OBJECTIVES
(a) In the speech excerpt on global conflict, give the part that opens with the words containing "When it comes" and closes with "Mumbai-type terrorist incident." again, changing "gloom" to "pessimism".
(b) List every action by Russia that the speech excerpt on global conflict gives as a reason for Central and East European suspicion.

PROVIDED PASSAGE
----
Presentation by Professor the Hon Gareth Evans AC QC to Global Change Scholars Program Seminar, Global Change Institute, University of Queensland, Brisbane, 8 August 2017

When it comes to geopolitics and the potential for conflict there is always a market for gloom, and plenty to feed it in recent times. There is catastrophe and disarray in the wider Middle East; concern about Chinese territorial assertiveness in East Asia, and again recently in the Himalayas against India; anxiety about North Korea’s rapidly growing nuclear weapons capability; acute suspicion among Central and East Europeans of Russia’s intentions after its incursion into Georgia, annexation of Crimea, and active support for the militias now destabilizing Eastern Ukraine; violence and fragility in a number of parts of Africa; and recurring tension between India and Pakistan, which could rapidly be ignited by another Mumbai-type terrorist incident.

Cyberspace has emerged as a crucial new vector through which states, directly or through non-state proxies, can surreptitiously destabilize and damage potential adversaries. There is widespread fear that climate change will become an ever-growing threat multiplier, with diminishing access to water, land or returns on the use of land increasing competition for resources and leading to deadly conflict. And, despite the recent negotiation of a new Nuclear Weapons Prohibition Treaty by 122 UN member states, the dream of eliminating nuclear weapons, the use of which could turn even a limited regional exchange into a global catastrophe, seems as far away as ever,

But looking at the trends behind the daily headlines, how badly are we really doing? The answer is not as well as we would ideally like, but not as badly as most people instinctively think.
----
SOURCE DATA
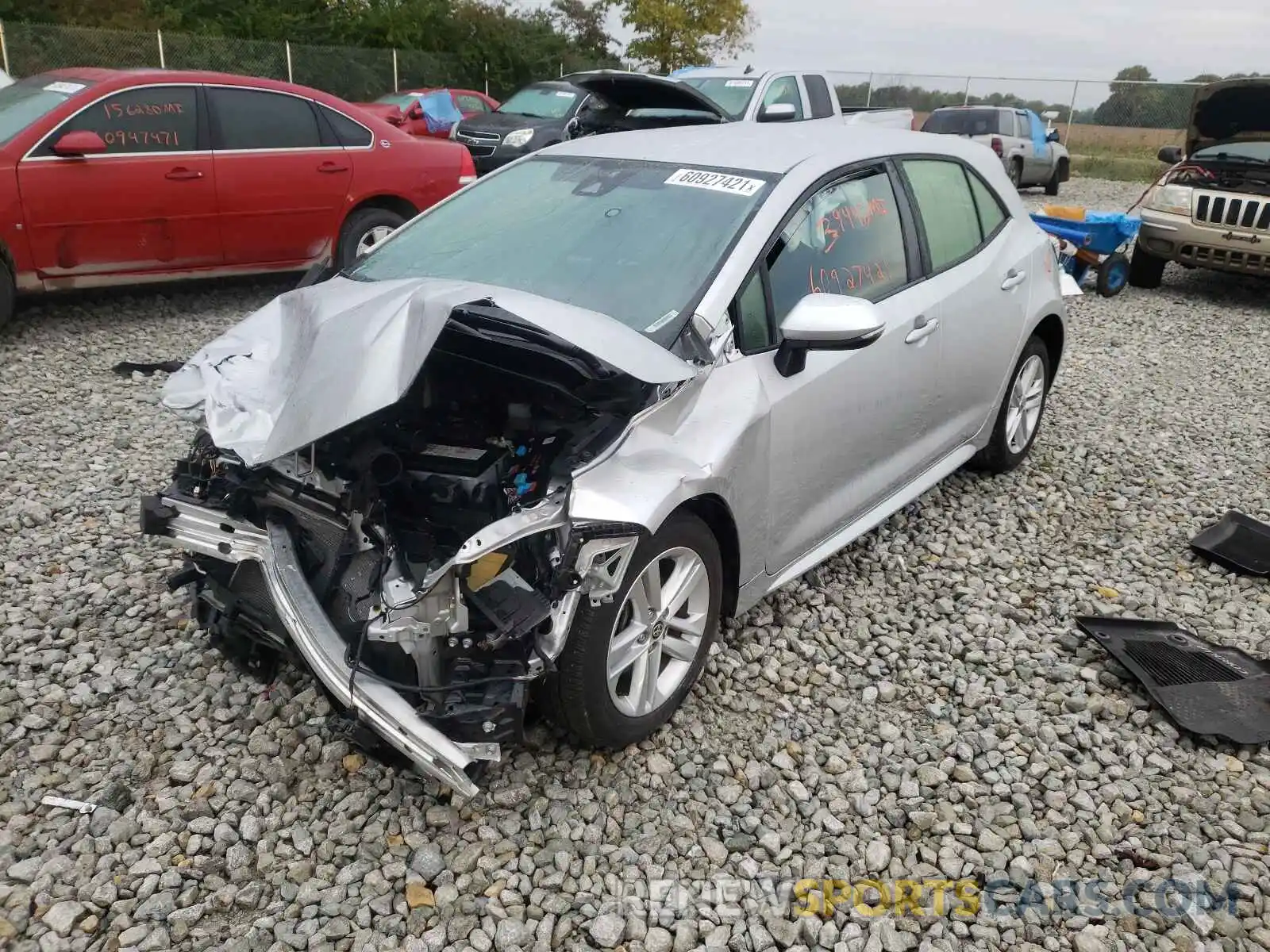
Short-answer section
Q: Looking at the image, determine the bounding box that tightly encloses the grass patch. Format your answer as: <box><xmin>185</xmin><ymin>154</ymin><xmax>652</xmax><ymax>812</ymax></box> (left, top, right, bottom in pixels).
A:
<box><xmin>1072</xmin><ymin>154</ymin><xmax>1164</xmax><ymax>184</ymax></box>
----
TASK-BY-TASK RESULTS
(a)
When it comes to geopolitics and the potential for conflict there is always a market for pessimism, and plenty to feed it in recent times. There is catastrophe and disarray in the wider Middle East; concern about Chinese territorial assertiveness in East Asia, and again recently in the Himalayas against India; anxiety about North Korea’s rapidly growing nuclear weapons capability; acute suspicion among Central and East Europeans of Russia’s intentions after its incursion into Georgia, annexation of Crimea, and active support for the militias now destabilizing Eastern Ukraine; violence and fragility in a number of parts of Africa; and recurring tension between India and Pakistan, which could rapidly be ignited by another Mumbai-type terrorist incident.

(b)
- Its incursion into Georgia
- Its annexation of Crimea
- Its active support for the militias now destabilizing Eastern Ukraine